Novel techniques for understanding lipid metabolism in ruminants and implications for human health.

Supervisors: Prof KJ Shingfield ([Email Address Removed]), Dr S Huws ([Email Address Removed]) and Prof ND Scollan ([Email Address Removed]), IBERS and Dr K. Kliem and Prof DI Givens, University of Reading.

Efficient food production is central to meeting the demands of an expanding global population against a background of constrains on water and land availability and the need to lower greenhouse gas emissions. Ruminants are an essential component of our future food security due to their ability of converting fibre rich feeds into high quality human foods. However, ruminant foods are often perceived as unhealthy, because the fat is rich in saturated fatty acids (SFA), contains low amounts of polyunsaturated fatty acids (PUFA), and a source of trans fatty acids (TFA). Excessive consumption of SFA and TFA are risk factors for cardiovascular disease and thought to contribute to insulin resistance and development of certain cancers This project will use new and exciting techniques to better understand what happens to dietary fats in the ruminant animal and how this information can be used to alter the quality of meat and milk for improved human health.

Even though the diet of ruminants is rich in PUFA, these are not transferred into meat and milk due to transformations in the rumen in a process referred to as biohydrogenation (BH) catalysed by enzymes produced by rumen bacteria. However, biohydrogenation of PUFA to SFA is incomplete and intermediates, often TFA are formed. Following digestion and absorption, the products of BH are incorporated into meat and milk and enter the human food chain. Several BH intermediates are known to inhibit fat synthesis in mammals, including man, while others are proven anti-carcinogens in animal models.

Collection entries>

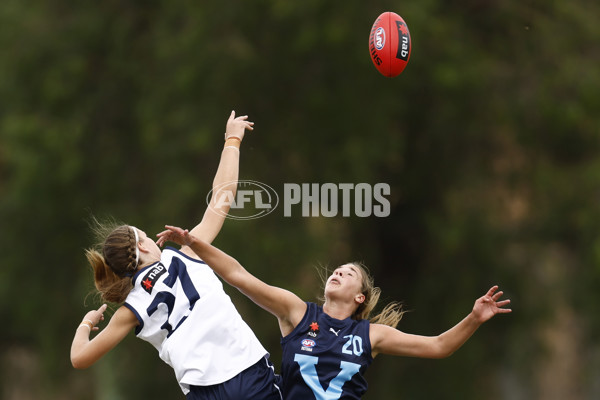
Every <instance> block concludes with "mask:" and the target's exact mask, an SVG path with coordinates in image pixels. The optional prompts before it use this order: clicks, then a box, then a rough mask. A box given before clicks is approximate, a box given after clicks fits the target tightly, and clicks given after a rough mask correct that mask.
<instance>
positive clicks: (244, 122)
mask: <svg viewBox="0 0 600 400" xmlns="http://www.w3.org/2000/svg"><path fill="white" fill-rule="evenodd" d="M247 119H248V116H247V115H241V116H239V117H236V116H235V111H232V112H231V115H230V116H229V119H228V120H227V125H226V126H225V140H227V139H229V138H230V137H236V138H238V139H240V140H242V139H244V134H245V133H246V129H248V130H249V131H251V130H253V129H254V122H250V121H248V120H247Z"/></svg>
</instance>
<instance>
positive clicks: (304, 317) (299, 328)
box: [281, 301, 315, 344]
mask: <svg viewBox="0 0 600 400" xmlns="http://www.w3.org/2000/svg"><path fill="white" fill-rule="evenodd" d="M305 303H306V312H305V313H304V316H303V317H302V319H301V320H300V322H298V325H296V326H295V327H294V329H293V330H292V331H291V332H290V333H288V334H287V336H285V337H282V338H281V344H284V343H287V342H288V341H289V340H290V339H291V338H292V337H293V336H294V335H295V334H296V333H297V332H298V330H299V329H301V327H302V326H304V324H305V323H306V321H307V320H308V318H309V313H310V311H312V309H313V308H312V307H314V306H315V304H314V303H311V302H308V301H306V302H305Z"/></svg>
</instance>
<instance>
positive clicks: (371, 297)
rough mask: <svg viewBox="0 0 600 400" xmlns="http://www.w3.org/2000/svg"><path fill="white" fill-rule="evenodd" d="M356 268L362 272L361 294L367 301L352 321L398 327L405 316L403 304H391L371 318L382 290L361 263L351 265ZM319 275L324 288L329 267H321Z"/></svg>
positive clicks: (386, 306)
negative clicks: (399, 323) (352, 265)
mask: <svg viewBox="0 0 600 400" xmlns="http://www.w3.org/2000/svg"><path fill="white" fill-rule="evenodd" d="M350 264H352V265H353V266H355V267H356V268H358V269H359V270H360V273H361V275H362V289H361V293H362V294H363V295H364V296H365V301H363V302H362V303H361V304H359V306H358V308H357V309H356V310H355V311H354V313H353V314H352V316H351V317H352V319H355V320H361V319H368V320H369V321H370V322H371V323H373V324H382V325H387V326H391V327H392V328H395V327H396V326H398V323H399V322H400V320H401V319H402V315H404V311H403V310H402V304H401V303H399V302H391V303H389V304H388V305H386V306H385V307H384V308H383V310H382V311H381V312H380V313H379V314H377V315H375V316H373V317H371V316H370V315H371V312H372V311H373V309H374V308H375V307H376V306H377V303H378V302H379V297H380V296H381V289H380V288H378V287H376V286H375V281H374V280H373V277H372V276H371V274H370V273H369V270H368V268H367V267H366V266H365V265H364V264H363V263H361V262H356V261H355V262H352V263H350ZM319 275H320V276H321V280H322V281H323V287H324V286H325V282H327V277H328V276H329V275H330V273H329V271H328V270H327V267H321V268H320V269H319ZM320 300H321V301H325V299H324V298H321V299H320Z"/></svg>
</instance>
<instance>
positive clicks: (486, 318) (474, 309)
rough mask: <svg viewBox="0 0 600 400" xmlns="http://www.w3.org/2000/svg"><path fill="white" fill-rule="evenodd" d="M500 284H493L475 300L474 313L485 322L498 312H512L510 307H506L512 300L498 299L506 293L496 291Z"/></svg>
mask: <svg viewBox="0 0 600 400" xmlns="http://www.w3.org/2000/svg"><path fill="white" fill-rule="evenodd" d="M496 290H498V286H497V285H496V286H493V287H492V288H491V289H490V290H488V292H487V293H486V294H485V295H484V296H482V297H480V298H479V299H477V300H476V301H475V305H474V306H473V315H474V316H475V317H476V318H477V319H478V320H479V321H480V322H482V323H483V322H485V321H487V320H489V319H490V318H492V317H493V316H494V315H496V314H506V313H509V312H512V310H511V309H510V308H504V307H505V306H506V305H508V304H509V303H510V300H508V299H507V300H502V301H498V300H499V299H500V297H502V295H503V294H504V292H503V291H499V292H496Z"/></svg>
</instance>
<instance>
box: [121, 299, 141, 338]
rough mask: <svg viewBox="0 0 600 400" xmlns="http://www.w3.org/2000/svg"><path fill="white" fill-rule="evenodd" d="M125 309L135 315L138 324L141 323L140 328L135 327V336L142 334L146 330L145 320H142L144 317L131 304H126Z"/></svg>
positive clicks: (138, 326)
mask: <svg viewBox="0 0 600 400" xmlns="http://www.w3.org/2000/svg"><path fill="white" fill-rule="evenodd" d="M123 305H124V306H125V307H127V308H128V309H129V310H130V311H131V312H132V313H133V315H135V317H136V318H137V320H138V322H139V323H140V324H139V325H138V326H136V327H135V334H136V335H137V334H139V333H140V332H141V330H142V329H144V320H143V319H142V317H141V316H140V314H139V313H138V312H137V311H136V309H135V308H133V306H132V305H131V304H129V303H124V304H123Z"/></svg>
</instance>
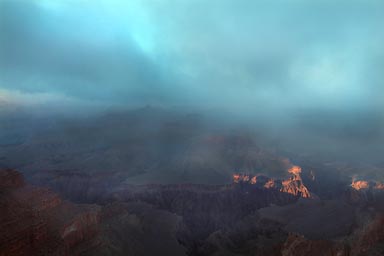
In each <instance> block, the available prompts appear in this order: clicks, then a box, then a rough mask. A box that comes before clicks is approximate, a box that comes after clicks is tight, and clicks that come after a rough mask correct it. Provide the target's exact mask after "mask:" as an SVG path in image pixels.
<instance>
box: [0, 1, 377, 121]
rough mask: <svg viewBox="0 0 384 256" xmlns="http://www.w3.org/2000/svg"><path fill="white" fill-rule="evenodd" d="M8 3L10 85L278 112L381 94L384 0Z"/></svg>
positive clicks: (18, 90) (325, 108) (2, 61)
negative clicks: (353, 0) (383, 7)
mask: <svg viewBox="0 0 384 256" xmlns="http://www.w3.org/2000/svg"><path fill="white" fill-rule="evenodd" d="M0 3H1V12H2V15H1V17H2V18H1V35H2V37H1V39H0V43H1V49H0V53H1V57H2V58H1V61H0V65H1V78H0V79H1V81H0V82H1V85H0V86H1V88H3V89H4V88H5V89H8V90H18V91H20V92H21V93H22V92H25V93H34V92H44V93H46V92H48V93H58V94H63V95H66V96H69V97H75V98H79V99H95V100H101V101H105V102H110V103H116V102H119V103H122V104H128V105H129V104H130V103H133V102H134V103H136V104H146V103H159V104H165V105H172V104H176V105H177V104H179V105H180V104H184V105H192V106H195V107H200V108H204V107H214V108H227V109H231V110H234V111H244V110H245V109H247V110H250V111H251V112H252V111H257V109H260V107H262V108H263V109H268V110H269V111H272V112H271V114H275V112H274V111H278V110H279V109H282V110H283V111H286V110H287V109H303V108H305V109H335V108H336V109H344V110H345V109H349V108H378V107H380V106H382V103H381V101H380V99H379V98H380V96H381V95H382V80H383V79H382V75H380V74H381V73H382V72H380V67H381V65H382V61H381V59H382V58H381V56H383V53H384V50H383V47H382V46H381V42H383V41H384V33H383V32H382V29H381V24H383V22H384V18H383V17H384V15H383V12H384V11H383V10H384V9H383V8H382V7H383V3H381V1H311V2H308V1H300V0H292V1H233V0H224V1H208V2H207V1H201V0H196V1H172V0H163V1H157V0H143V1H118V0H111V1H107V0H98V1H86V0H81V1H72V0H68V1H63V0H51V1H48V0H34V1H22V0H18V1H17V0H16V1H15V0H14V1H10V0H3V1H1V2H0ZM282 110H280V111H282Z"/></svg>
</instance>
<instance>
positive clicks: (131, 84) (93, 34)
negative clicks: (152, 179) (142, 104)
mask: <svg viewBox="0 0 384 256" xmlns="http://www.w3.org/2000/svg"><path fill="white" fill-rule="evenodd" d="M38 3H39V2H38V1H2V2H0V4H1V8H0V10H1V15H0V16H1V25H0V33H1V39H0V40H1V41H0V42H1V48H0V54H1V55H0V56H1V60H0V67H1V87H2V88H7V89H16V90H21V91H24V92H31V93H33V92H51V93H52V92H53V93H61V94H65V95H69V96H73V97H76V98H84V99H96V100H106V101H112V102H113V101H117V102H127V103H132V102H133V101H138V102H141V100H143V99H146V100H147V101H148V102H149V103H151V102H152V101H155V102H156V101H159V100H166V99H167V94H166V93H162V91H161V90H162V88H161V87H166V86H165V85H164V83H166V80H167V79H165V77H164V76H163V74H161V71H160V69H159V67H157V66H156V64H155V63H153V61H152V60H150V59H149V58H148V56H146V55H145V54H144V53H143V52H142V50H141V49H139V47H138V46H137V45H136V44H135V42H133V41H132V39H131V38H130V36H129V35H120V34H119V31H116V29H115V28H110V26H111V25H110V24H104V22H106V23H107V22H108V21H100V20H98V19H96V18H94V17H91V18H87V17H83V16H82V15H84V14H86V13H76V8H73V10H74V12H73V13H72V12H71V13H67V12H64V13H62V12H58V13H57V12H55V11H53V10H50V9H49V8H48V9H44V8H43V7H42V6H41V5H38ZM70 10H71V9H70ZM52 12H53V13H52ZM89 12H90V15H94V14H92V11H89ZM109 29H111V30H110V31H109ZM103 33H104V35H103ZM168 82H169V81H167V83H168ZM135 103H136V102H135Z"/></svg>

EXERCISE SET>
1. Transcribe the ruminant lipid project description from "Novel techniques for" to "University of Reading.".
2. According to the ruminant lipid project description, what produces the enzymes that catalyze biohydrogenation in the rumen?
3. Continue the ruminant lipid project description from its last sentence.
The material comes from a separate source and has no connection to the ruminant lipid project description.

RESULTS FOR THE EXERCISE>
1.
Novel techniques for understanding lipid metabolism in ruminants and implications for human health.

Supervisors: Prof KJ Shingfield ([Email Address Removed]), Dr S Huws ([Email Address Removed]) and Prof ND Scollan ([Email Address Removed]), IBERS and Dr K. Kliem and Prof DI Givens, University of Reading.

2. Rumen bacteria produce them.

3.
The pathways of BH and the factors affecting them are poorly understood. This project will, in the first instance, involve performing experiments with 13C labelled substrates and deuterium oxide with mixed and pure strains of rumen bacteria to generate new information on the mechanisms responsible and products formed during BH. It is anticipated these experiments will be extended to whole animal studies. IBERS is in the unique position of holding a biobank of ruminal microorganisms, a state-of-the-art mass spectrometry laboratory and metabolism unit for sheep and cattle, underpinned by next generation sequencing facilities and bioinformatics expertise. IBERS has unparalleled opportunities for training and research linking plant, microbial and animal genomes crucial to understanding the biology of ruminants.

This PhD studentship provides an opportunity to gain world-class expertise in microbiology, nutrition, physiology and biochemistry. Training will be given in microbial techniques, lipid analysis and animal experimentation. The successful candidate will be supervised by a team of Internationally recognised scientists, with global research networks whom also work in close collaboration with numerous commercial partners. This ensures that the student will gain experience relevant to developing a successful career in academia or industry.